■ SET EXERCISE: Output the entries starting at the line containing "Where can the shoe lace" and ending with the last entry as a two-column CSV with the headers entry_text and answer. Use one row per entry, and put each field in quotes with its line breaks replaced by spaces.

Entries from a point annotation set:
--- begin ---
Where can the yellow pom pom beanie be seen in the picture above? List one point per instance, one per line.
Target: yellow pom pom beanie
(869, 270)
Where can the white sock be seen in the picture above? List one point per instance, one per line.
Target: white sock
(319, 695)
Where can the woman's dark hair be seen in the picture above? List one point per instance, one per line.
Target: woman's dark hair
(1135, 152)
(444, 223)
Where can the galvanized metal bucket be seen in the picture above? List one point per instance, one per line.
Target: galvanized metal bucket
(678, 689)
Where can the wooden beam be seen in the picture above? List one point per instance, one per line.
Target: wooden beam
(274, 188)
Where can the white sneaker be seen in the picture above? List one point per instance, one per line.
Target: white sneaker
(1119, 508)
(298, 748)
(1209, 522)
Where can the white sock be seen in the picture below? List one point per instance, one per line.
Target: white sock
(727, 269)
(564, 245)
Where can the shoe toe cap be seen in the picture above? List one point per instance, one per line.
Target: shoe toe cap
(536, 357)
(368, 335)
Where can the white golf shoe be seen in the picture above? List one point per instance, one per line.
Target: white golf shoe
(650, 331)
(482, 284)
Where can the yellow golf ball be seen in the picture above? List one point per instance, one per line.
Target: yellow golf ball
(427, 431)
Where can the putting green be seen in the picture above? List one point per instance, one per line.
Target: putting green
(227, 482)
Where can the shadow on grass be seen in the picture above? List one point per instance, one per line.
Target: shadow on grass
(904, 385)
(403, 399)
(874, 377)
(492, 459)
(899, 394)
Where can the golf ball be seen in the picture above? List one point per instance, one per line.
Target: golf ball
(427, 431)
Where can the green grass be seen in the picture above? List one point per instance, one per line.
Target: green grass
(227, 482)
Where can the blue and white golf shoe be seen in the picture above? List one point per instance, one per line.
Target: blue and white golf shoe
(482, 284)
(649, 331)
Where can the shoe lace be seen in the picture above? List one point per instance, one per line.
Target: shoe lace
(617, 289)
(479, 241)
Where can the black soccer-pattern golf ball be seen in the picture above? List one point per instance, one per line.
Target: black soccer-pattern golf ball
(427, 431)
--- end ---
■ REPLY TO THE EXERCISE:
entry_text,answer
"Where can the shoe lace be seen in the picture above? List one point per instance, one per line. Target: shoe lace","(617, 289) (479, 241)"
"Where can the black soccer-pattern golf ball be seen in the picture above? List one point per instance, one per line. Target: black soccer-pattern golf ball","(427, 431)"